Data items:
>>>>>

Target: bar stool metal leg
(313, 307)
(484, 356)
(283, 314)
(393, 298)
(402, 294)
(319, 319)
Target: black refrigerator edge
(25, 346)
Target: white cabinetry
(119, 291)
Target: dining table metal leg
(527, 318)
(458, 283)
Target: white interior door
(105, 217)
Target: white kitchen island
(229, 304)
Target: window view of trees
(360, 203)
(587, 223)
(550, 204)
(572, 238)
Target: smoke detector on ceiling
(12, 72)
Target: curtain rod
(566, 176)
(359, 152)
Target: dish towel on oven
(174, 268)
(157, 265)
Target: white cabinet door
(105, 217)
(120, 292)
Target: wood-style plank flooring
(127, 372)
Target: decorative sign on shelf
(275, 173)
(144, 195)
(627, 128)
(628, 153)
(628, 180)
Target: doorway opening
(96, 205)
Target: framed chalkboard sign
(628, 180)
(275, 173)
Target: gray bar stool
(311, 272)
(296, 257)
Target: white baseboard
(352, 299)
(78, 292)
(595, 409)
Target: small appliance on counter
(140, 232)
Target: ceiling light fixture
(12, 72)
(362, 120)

<<<<<

Prompt: Print the records above in full, exactly.

Solution to the exercise:
Target: bar stool metal leg
(313, 307)
(484, 356)
(283, 314)
(393, 298)
(402, 294)
(319, 319)
Target: black refrigerator edge
(25, 346)
Target: white cabinetry
(119, 291)
Target: dining table metal leg
(527, 318)
(458, 283)
Target: white interior door
(105, 217)
Target: white kitchen island
(229, 304)
Target: window view of trees
(360, 203)
(587, 223)
(550, 204)
(572, 238)
Target: smoke detector on ceiling
(12, 72)
Target: curtain rod
(566, 176)
(359, 152)
Target: dish towel on oven
(174, 268)
(157, 265)
Target: white cabinet door
(105, 217)
(120, 292)
Target: wood-style plank flooring
(127, 372)
Target: decorative sign on shelf
(275, 173)
(144, 195)
(627, 128)
(628, 153)
(628, 180)
Target: doorway opening
(96, 205)
Target: framed chalkboard sign
(628, 180)
(275, 173)
Target: gray bar stool
(311, 272)
(296, 257)
Target: white baseboard
(352, 299)
(78, 292)
(595, 409)
Target: small appliance on counter
(140, 232)
Target: ceiling light fixture
(12, 72)
(362, 120)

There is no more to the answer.